Work instruction: Whatever appears in the records, retype it exactly, except for the pictures.

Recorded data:
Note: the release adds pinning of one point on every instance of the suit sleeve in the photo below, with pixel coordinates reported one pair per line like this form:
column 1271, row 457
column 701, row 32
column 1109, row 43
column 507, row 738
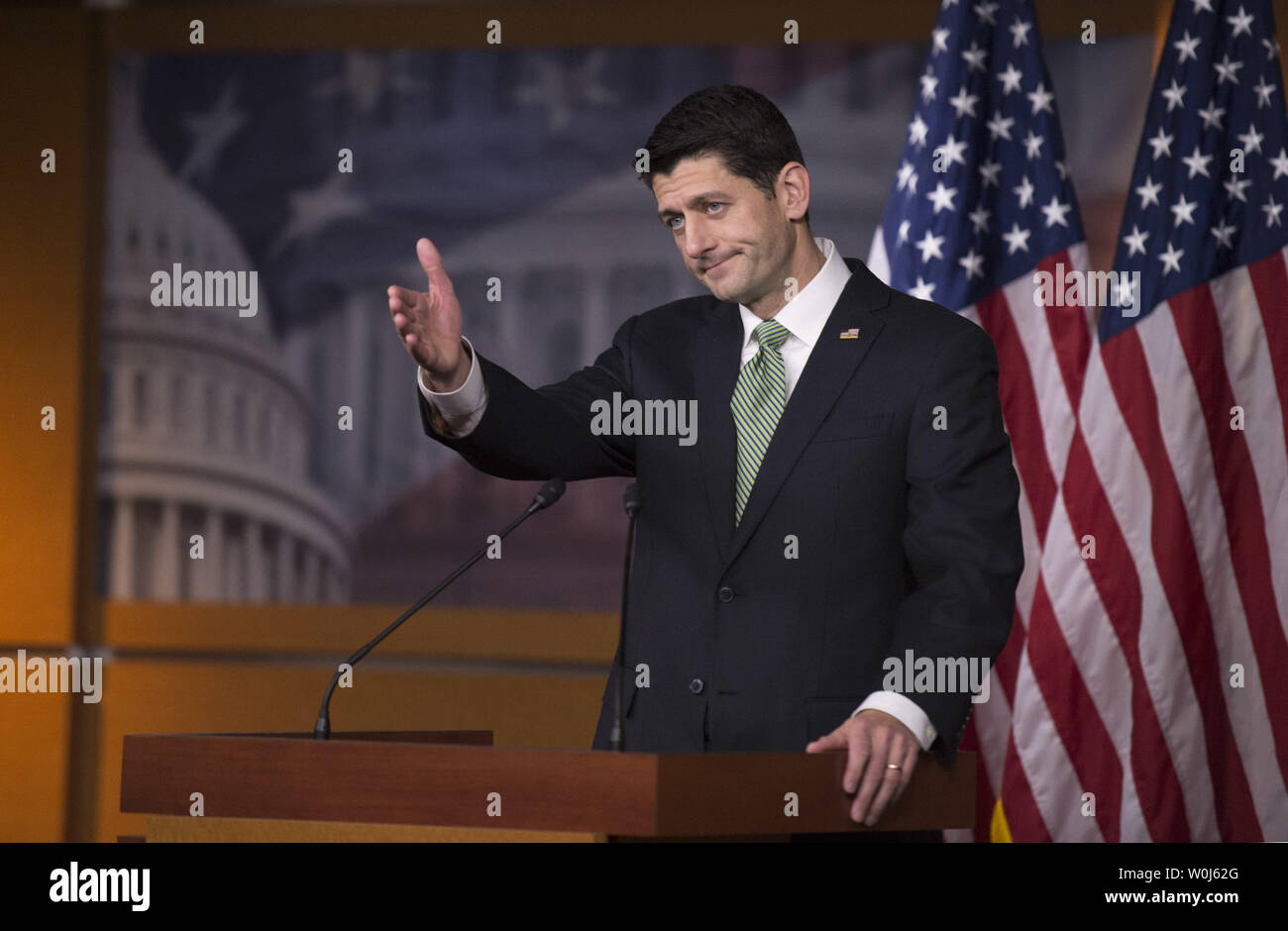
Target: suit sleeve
column 544, row 433
column 962, row 546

Final answer:
Note: the release adds pinning of one point on every instance of the suit sleeve in the photo below, with pixel coordinates reported one pair per line like this form:
column 1271, row 457
column 701, row 32
column 1109, row 43
column 507, row 738
Target: suit sleeve
column 544, row 433
column 962, row 546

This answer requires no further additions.